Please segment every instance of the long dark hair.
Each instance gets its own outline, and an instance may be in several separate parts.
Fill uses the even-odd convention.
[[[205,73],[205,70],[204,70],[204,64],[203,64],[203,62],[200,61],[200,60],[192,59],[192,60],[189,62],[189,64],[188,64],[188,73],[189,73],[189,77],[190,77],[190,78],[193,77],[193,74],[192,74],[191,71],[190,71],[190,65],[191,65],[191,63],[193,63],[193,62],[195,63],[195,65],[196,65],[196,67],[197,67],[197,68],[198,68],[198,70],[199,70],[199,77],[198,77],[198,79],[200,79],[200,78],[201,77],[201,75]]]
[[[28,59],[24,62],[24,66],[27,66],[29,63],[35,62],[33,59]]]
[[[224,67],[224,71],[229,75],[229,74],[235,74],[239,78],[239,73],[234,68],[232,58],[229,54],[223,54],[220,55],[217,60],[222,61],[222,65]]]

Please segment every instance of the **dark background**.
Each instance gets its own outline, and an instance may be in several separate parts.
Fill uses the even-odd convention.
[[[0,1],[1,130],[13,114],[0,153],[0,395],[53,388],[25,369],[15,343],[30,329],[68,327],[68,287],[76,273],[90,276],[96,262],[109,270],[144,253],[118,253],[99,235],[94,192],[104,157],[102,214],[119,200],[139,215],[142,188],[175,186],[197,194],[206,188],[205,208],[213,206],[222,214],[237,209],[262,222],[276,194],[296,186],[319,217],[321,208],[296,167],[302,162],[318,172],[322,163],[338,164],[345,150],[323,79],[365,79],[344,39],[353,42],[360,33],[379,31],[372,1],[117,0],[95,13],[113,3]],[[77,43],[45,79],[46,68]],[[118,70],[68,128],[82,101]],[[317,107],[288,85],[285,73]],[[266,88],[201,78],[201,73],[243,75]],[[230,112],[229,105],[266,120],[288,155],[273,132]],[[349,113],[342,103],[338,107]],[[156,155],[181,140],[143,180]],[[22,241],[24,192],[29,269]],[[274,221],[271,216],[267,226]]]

■ What to work on ■
Can you arrange the listing above as a Markdown table with the columns Row and Line, numbering each line and leaving out the blank ones?

■ Written answer ■
| Row | Line |
|---|---|
| 1 | Please segment every instance of the long dark hair. |
| 2 | Each instance gets its own outline, and an instance may be in several separate parts. |
| 3 | Fill uses the even-odd convention. |
| 4 | [[[205,73],[205,70],[204,70],[204,64],[203,64],[203,62],[200,61],[200,60],[192,59],[192,60],[189,62],[189,64],[188,64],[188,73],[189,73],[189,77],[190,77],[190,78],[193,77],[193,74],[192,74],[191,71],[190,71],[190,65],[191,65],[191,63],[193,63],[193,62],[195,63],[195,65],[196,65],[196,67],[197,67],[197,68],[198,68],[198,70],[199,70],[199,77],[198,77],[198,79],[200,79],[200,78],[201,77],[201,75]]] |
| 5 | [[[28,59],[24,62],[24,66],[27,66],[29,63],[35,62],[33,59]]] |
| 6 | [[[224,67],[224,71],[229,75],[229,74],[235,74],[239,78],[239,73],[234,68],[232,58],[229,54],[223,54],[220,55],[217,60],[222,61],[222,65]]] |
| 7 | Please segment every instance of the **dark background**. |
| 8 | Each instance gets its own outline, and an instance may be in several separate parts. |
| 9 | Fill uses the even-odd convention. |
| 10 | [[[0,1],[1,130],[13,114],[0,153],[0,395],[53,388],[25,369],[15,343],[30,329],[68,327],[68,287],[76,273],[90,276],[96,262],[109,270],[144,253],[118,253],[99,235],[94,192],[104,157],[102,214],[119,200],[139,215],[142,188],[175,186],[197,194],[206,188],[205,208],[213,206],[222,214],[237,209],[262,222],[276,194],[296,186],[319,217],[321,208],[296,167],[302,162],[318,172],[322,163],[338,164],[345,150],[323,79],[365,79],[344,39],[353,42],[360,33],[379,31],[372,1],[117,0],[95,13],[113,3]],[[77,43],[45,79],[46,68]],[[118,70],[68,128],[82,101]],[[317,107],[288,85],[285,73]],[[266,88],[201,78],[201,73],[243,75]],[[230,112],[229,105],[266,120],[288,155],[273,132]],[[349,113],[342,103],[338,107]],[[156,155],[181,140],[143,180]],[[22,241],[24,192],[29,269]],[[274,221],[271,216],[267,226]]] |